* Stated exercise *
Emit only the lines from the line containing "Expected: the pointer indicates a point on the metal vent" through the last line of the entries, unchanged.

+---+

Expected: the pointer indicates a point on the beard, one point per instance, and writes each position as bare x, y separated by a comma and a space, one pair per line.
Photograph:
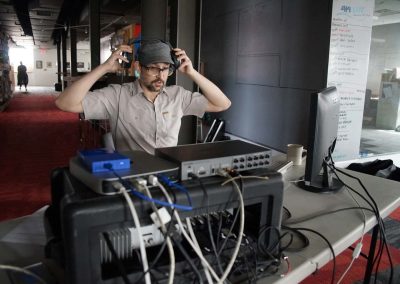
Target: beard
155, 85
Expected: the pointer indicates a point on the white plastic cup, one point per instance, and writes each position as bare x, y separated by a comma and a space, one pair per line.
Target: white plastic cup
294, 153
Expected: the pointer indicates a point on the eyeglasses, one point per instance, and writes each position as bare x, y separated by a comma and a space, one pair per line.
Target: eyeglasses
155, 71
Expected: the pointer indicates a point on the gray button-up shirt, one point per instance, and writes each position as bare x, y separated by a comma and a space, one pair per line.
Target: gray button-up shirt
141, 124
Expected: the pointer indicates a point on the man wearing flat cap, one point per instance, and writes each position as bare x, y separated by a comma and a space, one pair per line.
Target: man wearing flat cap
145, 114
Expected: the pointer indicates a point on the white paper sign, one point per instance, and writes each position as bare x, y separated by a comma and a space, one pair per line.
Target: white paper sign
348, 69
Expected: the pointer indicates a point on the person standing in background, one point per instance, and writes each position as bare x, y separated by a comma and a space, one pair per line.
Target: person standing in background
22, 76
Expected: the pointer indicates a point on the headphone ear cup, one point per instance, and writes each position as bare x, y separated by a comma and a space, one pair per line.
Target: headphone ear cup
175, 59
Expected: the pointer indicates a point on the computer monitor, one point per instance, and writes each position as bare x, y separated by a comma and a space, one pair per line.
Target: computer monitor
323, 128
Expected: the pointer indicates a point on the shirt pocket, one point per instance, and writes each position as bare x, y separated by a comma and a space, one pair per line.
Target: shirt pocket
171, 122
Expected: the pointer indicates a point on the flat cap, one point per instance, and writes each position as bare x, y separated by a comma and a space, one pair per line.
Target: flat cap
154, 52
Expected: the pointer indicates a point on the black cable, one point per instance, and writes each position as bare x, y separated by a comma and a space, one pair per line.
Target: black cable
319, 214
116, 259
383, 244
380, 224
208, 221
188, 258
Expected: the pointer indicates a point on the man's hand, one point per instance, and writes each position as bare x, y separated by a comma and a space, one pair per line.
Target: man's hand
186, 64
112, 63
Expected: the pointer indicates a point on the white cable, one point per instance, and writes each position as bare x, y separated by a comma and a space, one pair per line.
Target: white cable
241, 228
139, 232
196, 250
193, 236
168, 239
22, 270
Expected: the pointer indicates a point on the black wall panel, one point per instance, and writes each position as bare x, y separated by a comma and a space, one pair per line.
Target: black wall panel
267, 56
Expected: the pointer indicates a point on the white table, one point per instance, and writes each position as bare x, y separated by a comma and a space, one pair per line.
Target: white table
342, 229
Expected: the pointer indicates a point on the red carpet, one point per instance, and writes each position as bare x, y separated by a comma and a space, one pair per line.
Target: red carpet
35, 138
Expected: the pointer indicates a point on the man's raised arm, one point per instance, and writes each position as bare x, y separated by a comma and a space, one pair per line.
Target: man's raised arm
71, 98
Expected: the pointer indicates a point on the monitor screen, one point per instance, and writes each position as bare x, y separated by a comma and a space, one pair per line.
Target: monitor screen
323, 128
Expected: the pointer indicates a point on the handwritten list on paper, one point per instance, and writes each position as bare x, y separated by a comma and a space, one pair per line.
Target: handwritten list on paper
348, 69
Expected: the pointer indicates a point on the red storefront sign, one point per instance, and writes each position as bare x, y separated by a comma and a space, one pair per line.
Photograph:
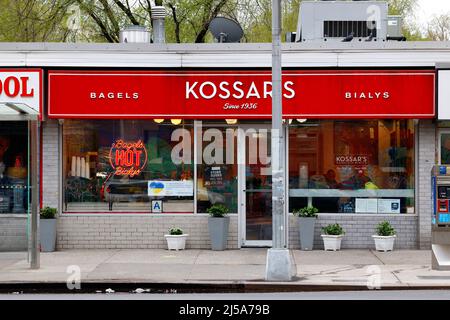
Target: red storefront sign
23, 87
240, 94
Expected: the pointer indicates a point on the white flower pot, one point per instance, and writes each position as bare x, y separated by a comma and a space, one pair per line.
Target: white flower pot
176, 242
331, 242
384, 243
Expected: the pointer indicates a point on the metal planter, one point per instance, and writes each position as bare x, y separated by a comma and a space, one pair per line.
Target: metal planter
48, 234
218, 232
306, 229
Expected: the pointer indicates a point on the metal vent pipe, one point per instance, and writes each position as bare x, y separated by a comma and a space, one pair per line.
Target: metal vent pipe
158, 20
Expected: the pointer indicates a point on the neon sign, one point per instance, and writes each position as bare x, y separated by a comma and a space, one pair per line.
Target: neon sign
128, 158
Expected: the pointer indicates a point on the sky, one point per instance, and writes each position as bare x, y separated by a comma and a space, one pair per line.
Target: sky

+---+

* Result of the exercise *
Expected: the pointer indicates a point on the metal vent pipe, one point per instance, and writes each position as bare x, y separated by a comma and a space, one pair per line.
Target: metal vent pipe
158, 20
Expected: the pointer indicates a point on the neon sign, one point per instance, and writes each position as bare x, y separated by a comma and a space, one pair per line.
Target: neon sign
128, 158
Expected: the pointer indicates a point on the sky, one point per instance, and writes each position as bare x, y separated by a comma and a space, one pair per line.
Target: sky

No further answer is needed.